[Data listing]
■ ■ ■ ■ ■

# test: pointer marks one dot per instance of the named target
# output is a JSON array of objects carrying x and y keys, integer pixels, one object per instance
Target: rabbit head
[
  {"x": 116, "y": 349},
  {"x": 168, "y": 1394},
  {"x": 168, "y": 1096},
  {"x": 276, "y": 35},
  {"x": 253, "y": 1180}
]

■ ■ ■ ■ ■

- WORK REQUIRED -
Rewrite all of the items above, substituting "hare head" for "rabbit head" and leaving every other character unchanged.

- WRITTEN REPLY -
# test: pointer marks one dot per instance of the named target
# output is a JSON array of objects carrying x and y keys, integer pixels, one object per instance
Target: hare head
[
  {"x": 116, "y": 349},
  {"x": 168, "y": 1394},
  {"x": 168, "y": 1096},
  {"x": 276, "y": 35},
  {"x": 253, "y": 1180}
]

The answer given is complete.